TUJUAN TUGAS:
Dalam teks tentang Dwifungsi ABRI, di mana dan kapan seminar Angkatan Darat-II diadakan?

TEKS BACAAN:
· · · · ·

Konsekuensinya adalah militer mendapat perhatian yang besar dari presiden. Salah satu prinsip Demokrasi Terpimpin adalah menyederhanakan kepartaian dengan mengurangi jumlah partai politik demi stabilitas negara.
Bebarapa organisasi dibubarkan, seperti Masyumi. Soekarno berseberangan dengan Hatta melalui Maklumat Wakil Presiden No. X tanggal 16 Oktober 1945 membentuk Sistem Parlementer.
Maklumat itu juga mengurangi kekuasaan Soekarno dan memberikan kebebasan bagi bangsa Indonesia untuk membentuk partai politik.
"Namun Soekarno tidak menyukai sistem parlementer. Ia lebih cenderung pada sistem presidensial. Ia menentang sistem multipartai," jelas Anwar.
Sikapnya ini menyebabkan Soekarno mencari format politik baru yang berbeda dengan demokrasi liberal di mana partai politik merupakan kekuatan politik yang menentukan.
Alasan sikap Soekarno yang anti partai adalah konflik antar partai politik yang berlarut-larut. Akibat ketidak percayaannya pada partai politik, akhirnya ia mencari penyeimbang untuk menandingi partai politik.
Inilah salah satu alasan baginya untuk mendekritkan kembali ke UUD 1945 dan member peluang kepada ABRI untuk berkiprah dalam bidang sosial politik.
Dwifungsi ABRI
Presiden Soekarno dan Jenderal A.H. Nasution merupakan dua tokoh penting yang melahirkan Dwifungsi ABRI.
Nasution memandang Dwifungsi ABRI dengan sebutan Jalan Tengah yang diucapkan dalam pidatonya pada Dies Natalis AMN (Akademi Militer Nasional).
Baca Juga: Soeharto Muda dan Sekitarnya yang Memengaruhi Masa Pemerintahannya
Pandangan ini disebut Jalan Tengah karena ABRI tidak diinginkan sebagai alat belaka dari pemerintahan yang dikuasai oleh politisi sipil.
Nasution juga menginginkan peran ABRI yang menguasai politik secara mutlak dan konsepsi Jalan Tengah Nasution kemudian dipertegas dengan adanya doktrin perjuangan TNI AD Tri Ubaya Cakti yang merupakan hasil seminar Angkatan Darat-I pada 2 September 1965.
Doktrin ini dipertegas lagi pada seminar Angkatan Darat-II di Bandung, 25-30 Agustus 1966. Melalui doktrin inilah untuk pertama kali dirumuskan Dwifungsi ABRI.
Era Rezim Orde Baru Soeharto
Keterlibatan ABRI dalam bidang sosial politik di kemudian hari berjalan di luar perkiraan kedua tokoh utama penggagas atau perintisnya (Soekarno-Nasution).
Dwifungsi yang diharapkan menjadi penyeimbang bagi partai politik ternyata pada masa Soeharto (Orde Baru) telah berjalan melampau sasarannya.
Pada masa ini peran partai politik berkurang, sebaliknya peran serta ABRI semakin meningkat. Dwifungsi ABRI yang semula diharapkan tidak lagi sebagai alat sipil semata, tetapi juga tidak sebagai rezim militer, ternyata pada masa Orde Baru memainkan peranan yang lebih jauh.

· · · · ·

Daftar Data
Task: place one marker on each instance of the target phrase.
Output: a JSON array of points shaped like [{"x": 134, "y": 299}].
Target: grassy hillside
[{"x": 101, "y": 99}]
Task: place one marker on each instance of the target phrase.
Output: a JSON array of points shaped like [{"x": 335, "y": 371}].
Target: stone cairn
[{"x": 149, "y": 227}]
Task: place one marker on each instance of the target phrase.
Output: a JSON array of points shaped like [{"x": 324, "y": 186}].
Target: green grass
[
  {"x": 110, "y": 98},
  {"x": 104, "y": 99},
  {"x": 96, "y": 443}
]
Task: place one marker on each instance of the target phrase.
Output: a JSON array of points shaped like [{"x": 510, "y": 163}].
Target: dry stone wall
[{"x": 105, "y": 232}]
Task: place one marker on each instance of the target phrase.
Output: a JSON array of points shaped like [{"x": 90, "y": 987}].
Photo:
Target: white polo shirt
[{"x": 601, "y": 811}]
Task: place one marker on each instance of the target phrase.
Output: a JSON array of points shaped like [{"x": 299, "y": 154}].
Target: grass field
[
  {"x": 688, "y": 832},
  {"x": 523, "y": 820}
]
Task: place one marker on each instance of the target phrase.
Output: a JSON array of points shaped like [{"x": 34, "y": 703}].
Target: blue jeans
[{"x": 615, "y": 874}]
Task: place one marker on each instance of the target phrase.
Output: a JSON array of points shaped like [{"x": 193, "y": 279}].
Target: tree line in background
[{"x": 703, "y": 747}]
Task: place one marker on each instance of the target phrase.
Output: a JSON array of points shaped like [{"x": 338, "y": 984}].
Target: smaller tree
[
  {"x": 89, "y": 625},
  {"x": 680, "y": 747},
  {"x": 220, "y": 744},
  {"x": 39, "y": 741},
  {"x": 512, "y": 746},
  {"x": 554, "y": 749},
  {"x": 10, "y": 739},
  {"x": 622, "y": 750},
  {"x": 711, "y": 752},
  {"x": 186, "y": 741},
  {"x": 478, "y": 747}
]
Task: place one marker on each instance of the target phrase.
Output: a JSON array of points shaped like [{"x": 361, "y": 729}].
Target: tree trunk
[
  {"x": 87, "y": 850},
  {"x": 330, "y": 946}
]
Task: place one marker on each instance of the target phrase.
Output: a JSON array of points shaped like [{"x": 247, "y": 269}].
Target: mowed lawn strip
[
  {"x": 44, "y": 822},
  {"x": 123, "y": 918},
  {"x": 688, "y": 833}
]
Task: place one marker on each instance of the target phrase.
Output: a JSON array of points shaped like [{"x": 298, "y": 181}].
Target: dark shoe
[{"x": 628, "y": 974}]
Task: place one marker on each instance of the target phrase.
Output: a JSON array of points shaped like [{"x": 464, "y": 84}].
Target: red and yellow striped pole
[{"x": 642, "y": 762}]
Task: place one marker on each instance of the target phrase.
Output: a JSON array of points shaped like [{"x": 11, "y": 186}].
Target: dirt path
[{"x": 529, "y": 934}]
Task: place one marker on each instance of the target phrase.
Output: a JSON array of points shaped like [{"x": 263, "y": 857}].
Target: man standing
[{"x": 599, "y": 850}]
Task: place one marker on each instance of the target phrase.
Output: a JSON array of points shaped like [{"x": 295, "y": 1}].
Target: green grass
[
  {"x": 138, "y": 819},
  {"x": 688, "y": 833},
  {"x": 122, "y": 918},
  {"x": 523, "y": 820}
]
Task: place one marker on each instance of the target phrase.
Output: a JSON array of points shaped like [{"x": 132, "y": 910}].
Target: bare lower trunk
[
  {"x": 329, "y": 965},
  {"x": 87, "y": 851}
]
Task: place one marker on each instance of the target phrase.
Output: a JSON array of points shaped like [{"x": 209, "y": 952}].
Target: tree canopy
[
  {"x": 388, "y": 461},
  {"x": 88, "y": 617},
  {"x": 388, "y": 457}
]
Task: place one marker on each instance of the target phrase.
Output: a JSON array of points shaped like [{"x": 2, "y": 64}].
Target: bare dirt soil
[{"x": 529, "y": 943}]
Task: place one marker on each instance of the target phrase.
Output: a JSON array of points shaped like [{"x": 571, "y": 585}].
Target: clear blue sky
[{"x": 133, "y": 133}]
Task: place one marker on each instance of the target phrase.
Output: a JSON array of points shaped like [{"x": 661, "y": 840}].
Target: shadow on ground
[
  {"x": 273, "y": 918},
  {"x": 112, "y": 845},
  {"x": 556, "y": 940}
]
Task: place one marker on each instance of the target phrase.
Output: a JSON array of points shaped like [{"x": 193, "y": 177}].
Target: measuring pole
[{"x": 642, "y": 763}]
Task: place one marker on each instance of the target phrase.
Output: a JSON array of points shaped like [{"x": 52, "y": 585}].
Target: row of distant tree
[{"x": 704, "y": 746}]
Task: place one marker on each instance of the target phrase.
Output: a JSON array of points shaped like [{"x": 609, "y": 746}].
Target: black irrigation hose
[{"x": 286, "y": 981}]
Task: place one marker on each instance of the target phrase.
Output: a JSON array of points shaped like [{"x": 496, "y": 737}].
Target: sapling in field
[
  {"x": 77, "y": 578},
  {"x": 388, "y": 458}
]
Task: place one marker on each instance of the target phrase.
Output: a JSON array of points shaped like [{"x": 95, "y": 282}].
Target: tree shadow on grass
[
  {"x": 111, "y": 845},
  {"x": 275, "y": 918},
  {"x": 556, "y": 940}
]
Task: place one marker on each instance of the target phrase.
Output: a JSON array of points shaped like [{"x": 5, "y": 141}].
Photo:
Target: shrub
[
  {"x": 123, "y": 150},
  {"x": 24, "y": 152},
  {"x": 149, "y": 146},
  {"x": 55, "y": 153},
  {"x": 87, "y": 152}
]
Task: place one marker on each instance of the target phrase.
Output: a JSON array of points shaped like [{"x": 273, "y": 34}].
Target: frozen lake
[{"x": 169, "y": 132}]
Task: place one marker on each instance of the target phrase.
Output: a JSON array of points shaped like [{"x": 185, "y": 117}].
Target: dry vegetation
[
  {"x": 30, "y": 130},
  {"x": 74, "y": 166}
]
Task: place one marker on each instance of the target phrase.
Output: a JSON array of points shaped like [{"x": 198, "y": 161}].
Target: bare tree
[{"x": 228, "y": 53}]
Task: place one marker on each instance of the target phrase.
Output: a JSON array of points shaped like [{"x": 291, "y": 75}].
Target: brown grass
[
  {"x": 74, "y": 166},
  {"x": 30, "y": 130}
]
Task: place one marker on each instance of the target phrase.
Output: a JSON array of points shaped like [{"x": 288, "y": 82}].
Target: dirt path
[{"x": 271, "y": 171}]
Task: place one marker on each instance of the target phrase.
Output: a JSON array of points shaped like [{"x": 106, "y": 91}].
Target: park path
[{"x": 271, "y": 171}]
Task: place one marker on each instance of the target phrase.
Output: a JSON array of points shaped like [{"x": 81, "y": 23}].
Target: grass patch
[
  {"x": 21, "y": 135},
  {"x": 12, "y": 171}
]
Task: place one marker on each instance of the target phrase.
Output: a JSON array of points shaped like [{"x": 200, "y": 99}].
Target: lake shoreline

· · · · ·

JAWABAN TUGAS:
Di Bandung, 25-30 Agustus 1966.